Problem details:
Write out the rows word for word, from the very first line through the line that contains "[[532, 115]]", including both of those lines. Leave the pictures out of your copy.
[Start Data to use]
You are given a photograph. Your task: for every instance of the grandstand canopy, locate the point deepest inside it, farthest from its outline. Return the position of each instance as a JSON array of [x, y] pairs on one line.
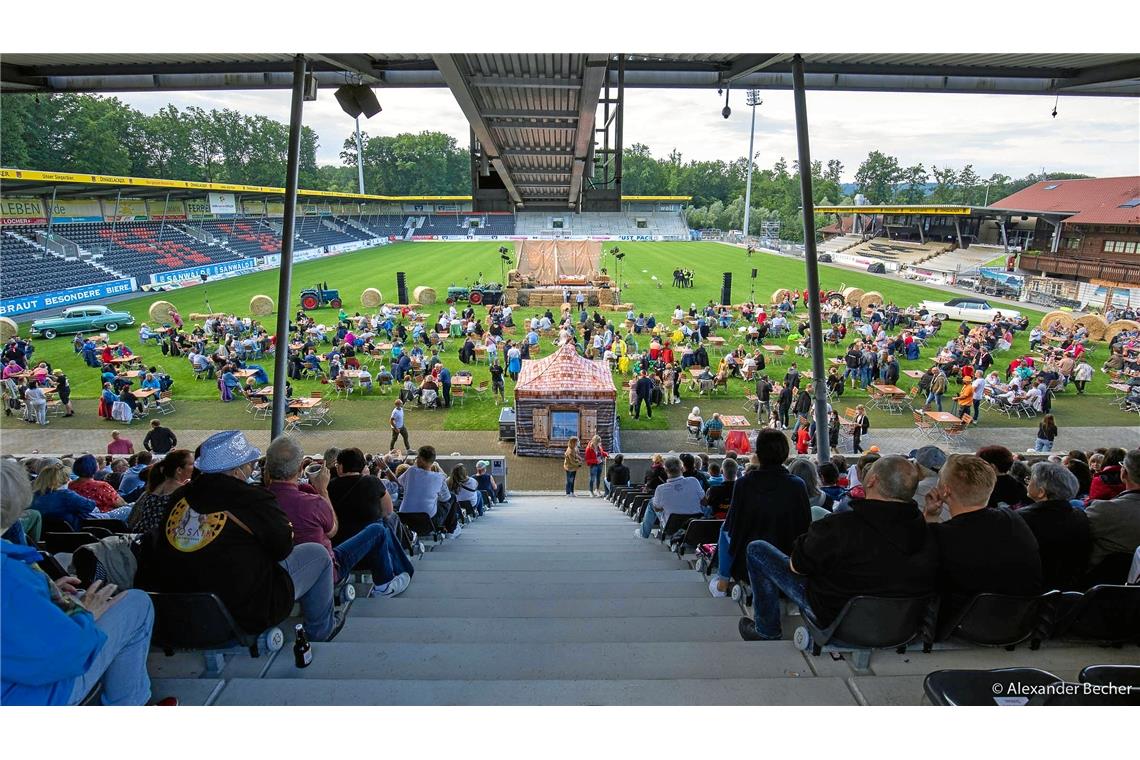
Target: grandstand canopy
[[532, 115]]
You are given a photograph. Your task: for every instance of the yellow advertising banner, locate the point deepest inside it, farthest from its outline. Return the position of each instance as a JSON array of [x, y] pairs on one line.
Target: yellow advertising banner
[[22, 211], [163, 209]]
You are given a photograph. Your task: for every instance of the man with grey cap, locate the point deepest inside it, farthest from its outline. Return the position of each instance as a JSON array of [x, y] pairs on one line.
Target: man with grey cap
[[227, 537], [929, 459]]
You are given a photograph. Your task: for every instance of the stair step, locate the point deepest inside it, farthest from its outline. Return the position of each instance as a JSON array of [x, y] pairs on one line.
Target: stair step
[[498, 661], [783, 691]]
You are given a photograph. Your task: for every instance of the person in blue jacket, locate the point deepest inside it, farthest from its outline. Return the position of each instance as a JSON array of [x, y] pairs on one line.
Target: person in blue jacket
[[54, 646]]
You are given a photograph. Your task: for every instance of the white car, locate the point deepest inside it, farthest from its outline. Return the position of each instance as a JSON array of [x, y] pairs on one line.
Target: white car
[[971, 310]]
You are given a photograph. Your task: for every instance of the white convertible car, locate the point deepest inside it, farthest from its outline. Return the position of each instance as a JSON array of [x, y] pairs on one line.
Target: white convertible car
[[971, 310]]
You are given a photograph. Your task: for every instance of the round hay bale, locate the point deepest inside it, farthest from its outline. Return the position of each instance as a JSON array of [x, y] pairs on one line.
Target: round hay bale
[[870, 299], [1120, 326], [160, 311], [1096, 325], [1061, 318], [261, 305], [371, 297]]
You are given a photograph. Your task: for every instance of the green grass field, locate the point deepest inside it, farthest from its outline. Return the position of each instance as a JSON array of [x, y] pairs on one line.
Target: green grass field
[[439, 264]]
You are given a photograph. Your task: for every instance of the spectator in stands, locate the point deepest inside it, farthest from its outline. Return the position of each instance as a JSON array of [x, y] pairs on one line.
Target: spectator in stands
[[227, 537], [881, 547], [165, 477], [56, 647], [1008, 490], [982, 549], [677, 496], [425, 491], [1115, 523], [717, 498], [54, 500], [359, 498], [493, 490], [135, 479], [315, 521], [617, 474], [768, 504], [120, 444], [106, 498], [160, 439], [1108, 482], [1061, 530]]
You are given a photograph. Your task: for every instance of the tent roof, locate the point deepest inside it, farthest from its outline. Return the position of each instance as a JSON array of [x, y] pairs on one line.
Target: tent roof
[[564, 373]]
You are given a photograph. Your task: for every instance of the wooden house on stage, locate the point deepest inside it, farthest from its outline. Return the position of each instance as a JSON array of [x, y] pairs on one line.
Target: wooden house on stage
[[559, 397]]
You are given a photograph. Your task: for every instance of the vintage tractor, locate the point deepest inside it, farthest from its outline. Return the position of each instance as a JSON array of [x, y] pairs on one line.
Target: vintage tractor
[[487, 294], [319, 295]]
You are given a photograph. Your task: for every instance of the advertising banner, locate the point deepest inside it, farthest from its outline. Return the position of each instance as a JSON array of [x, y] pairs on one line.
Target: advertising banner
[[197, 209], [209, 270], [222, 203], [65, 297], [22, 211], [125, 210], [170, 210]]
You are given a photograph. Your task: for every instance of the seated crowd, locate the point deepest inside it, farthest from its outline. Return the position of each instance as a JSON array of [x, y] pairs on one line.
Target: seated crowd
[[260, 531]]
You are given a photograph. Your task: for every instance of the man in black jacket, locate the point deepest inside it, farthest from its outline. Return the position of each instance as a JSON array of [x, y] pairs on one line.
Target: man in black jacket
[[880, 547], [1063, 532], [768, 505], [227, 537]]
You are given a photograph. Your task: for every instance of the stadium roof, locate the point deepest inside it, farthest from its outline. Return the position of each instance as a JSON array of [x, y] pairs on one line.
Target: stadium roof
[[534, 114], [1099, 201], [70, 184]]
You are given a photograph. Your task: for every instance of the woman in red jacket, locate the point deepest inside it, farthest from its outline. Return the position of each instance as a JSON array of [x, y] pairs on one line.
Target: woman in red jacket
[[1107, 483], [595, 457]]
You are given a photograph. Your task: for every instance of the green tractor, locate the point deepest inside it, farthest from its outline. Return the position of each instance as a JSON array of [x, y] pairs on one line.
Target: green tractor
[[319, 295]]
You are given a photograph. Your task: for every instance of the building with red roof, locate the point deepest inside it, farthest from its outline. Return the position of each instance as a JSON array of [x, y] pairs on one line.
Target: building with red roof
[[1086, 229], [563, 395]]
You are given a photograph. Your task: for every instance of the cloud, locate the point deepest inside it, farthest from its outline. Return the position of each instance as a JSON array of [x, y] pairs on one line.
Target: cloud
[[1012, 135]]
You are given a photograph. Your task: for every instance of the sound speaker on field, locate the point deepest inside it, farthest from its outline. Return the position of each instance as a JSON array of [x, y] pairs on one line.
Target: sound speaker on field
[[401, 288], [357, 99]]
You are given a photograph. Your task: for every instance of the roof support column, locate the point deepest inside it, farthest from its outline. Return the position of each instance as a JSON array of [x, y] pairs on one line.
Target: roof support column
[[812, 262], [285, 274]]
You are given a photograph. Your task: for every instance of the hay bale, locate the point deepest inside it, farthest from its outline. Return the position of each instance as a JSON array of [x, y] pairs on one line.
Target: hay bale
[[1063, 318], [8, 328], [1120, 326], [1096, 325], [160, 311], [371, 297], [261, 305]]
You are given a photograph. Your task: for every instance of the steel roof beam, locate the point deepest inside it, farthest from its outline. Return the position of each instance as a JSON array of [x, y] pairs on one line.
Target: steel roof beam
[[592, 80], [449, 67]]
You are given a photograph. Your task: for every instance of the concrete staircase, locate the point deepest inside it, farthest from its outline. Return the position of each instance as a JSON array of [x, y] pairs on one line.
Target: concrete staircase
[[553, 601]]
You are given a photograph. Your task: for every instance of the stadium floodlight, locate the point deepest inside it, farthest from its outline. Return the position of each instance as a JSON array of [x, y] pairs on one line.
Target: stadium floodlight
[[754, 99]]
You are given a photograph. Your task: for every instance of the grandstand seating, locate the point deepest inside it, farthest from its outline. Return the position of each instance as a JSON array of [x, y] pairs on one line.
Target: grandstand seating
[[30, 269]]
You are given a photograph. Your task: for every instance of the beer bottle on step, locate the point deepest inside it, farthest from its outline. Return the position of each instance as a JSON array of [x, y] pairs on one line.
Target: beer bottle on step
[[302, 651]]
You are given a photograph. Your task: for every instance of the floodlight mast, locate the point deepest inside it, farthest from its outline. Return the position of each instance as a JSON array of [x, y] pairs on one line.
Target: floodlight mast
[[752, 98]]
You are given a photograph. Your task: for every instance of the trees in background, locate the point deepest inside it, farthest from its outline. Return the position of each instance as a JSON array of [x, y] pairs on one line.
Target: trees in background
[[99, 135]]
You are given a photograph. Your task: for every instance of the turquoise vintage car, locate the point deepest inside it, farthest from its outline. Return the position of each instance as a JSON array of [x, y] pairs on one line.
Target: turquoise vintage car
[[82, 319]]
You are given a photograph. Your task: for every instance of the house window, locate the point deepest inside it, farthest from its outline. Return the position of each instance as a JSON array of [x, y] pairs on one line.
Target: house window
[[563, 425]]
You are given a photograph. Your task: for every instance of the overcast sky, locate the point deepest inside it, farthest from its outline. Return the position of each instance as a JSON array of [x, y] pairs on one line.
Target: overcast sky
[[1014, 135]]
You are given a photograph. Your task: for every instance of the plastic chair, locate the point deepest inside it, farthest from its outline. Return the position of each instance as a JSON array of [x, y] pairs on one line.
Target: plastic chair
[[866, 623]]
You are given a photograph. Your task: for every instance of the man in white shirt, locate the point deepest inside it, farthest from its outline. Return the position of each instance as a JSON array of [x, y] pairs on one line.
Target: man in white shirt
[[677, 496], [425, 491]]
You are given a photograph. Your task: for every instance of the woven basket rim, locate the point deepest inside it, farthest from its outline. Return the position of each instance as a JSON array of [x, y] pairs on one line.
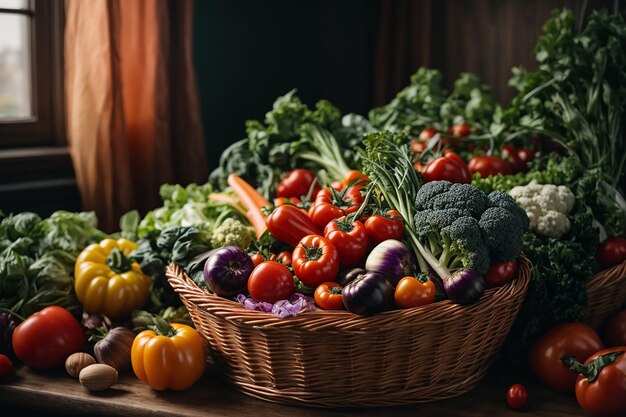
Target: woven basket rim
[[323, 319], [607, 273]]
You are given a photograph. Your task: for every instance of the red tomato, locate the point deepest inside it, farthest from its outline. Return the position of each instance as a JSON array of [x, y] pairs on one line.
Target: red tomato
[[501, 273], [516, 396], [487, 165], [383, 226], [6, 366], [330, 205], [354, 196], [296, 184], [566, 339], [426, 134], [289, 224], [350, 240], [615, 330], [315, 260], [270, 282], [411, 292], [419, 166], [449, 168], [45, 339], [328, 296], [601, 384], [612, 251], [518, 157], [284, 258], [461, 129]]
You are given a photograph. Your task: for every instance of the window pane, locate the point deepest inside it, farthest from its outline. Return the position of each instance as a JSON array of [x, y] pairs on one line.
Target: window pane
[[15, 79], [13, 4]]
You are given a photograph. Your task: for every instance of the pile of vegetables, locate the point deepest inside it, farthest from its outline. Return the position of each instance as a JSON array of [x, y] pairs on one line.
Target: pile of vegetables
[[432, 197]]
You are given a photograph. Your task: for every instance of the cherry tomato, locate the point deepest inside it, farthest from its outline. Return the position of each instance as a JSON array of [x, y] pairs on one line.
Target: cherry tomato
[[411, 292], [565, 339], [6, 366], [350, 240], [487, 165], [296, 184], [283, 257], [383, 226], [426, 134], [328, 296], [448, 168], [461, 129], [289, 224], [615, 330], [516, 396], [45, 339], [270, 281], [257, 258], [612, 251], [315, 260], [518, 157], [501, 273]]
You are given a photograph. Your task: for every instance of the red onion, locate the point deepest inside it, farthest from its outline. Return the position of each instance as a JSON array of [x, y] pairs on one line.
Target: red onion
[[227, 270]]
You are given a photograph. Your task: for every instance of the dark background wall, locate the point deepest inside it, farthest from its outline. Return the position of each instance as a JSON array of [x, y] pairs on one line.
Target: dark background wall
[[247, 53]]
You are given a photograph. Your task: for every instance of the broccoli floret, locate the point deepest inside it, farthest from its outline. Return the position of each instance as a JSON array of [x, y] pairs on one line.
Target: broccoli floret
[[232, 232], [463, 197], [502, 233], [428, 224], [501, 199], [425, 195], [464, 246]]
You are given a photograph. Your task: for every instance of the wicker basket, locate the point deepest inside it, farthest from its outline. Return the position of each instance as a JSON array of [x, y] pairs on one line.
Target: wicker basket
[[335, 358], [606, 292]]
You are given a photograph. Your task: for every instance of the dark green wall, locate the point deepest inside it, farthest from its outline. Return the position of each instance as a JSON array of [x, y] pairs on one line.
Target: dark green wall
[[247, 53]]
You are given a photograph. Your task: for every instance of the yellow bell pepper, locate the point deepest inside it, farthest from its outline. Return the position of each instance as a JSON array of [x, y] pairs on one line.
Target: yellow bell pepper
[[107, 282]]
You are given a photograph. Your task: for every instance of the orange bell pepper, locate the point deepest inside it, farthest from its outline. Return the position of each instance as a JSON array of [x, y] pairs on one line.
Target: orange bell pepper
[[169, 356]]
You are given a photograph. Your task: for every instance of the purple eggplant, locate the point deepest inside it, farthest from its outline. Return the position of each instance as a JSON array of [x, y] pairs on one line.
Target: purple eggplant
[[348, 275], [464, 286], [368, 294]]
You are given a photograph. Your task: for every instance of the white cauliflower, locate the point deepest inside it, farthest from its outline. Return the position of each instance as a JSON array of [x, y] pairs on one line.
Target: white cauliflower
[[547, 207]]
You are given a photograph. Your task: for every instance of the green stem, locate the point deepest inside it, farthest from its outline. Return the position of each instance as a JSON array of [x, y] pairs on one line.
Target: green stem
[[592, 370], [118, 262]]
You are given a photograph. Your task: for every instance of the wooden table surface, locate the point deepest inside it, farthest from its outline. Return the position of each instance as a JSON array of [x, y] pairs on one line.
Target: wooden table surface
[[57, 393]]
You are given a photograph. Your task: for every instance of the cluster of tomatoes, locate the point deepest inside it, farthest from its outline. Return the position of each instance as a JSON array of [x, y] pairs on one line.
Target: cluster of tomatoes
[[450, 166], [572, 357], [327, 237]]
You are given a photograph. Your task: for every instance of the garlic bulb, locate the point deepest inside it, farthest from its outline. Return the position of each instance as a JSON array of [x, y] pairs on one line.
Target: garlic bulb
[[114, 348]]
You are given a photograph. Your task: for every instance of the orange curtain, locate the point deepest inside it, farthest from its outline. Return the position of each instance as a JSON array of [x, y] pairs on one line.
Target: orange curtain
[[132, 103]]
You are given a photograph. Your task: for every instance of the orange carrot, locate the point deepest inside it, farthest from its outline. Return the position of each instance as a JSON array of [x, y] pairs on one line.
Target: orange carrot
[[250, 198], [252, 201], [228, 199], [257, 220]]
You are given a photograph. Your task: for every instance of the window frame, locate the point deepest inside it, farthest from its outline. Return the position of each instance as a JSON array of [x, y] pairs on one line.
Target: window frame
[[46, 128]]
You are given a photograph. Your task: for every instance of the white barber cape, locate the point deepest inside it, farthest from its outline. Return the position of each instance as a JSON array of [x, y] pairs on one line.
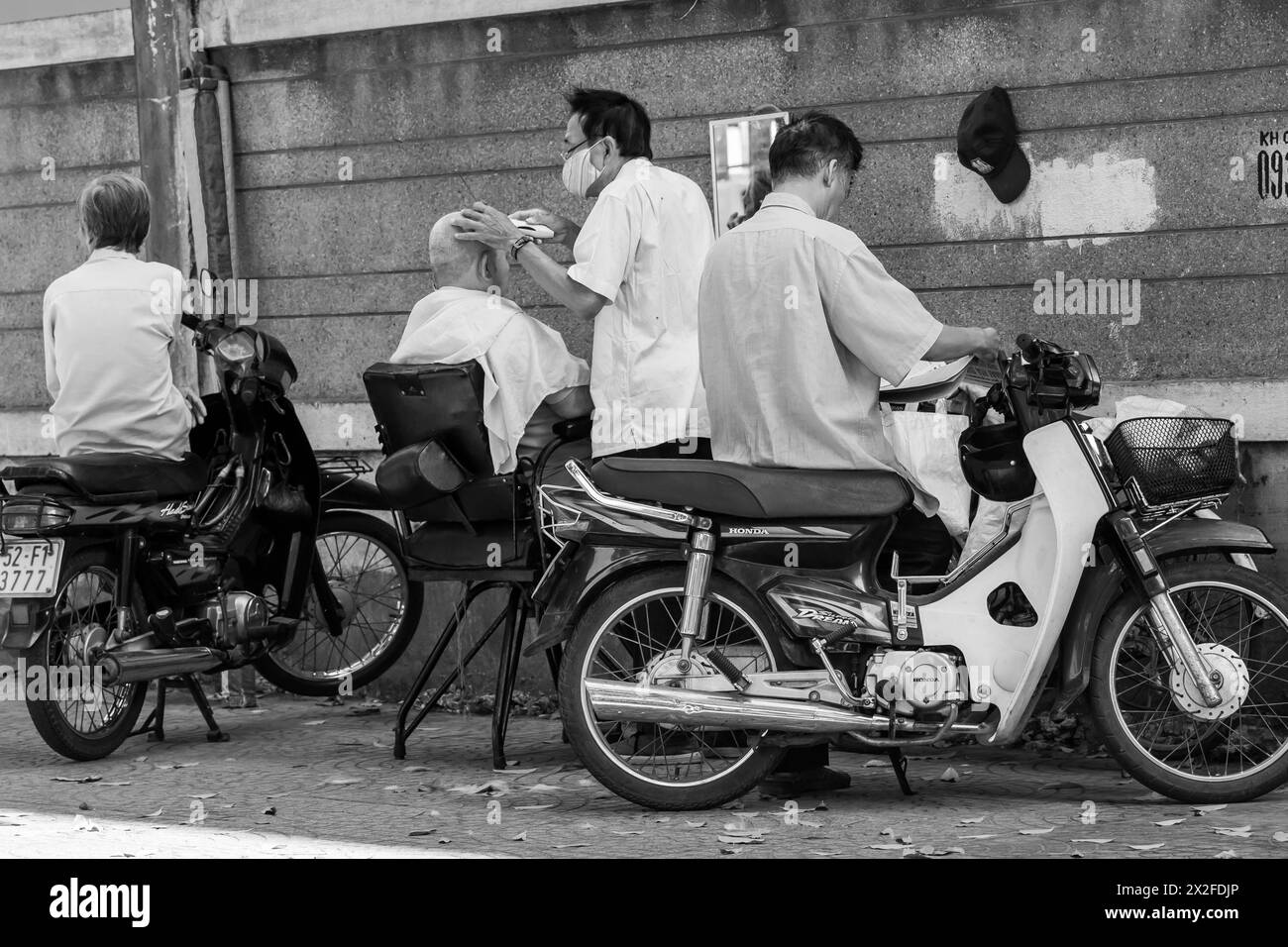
[End Data to use]
Exercise response:
You are given a photograph. Your task: for every instance of the grandstand canopy, locate the point deepest inside it, farthest from its outline. Return the position of each instance as a JSON array of [x, y] pairs on one line.
Target: grandstand canopy
[[532, 115]]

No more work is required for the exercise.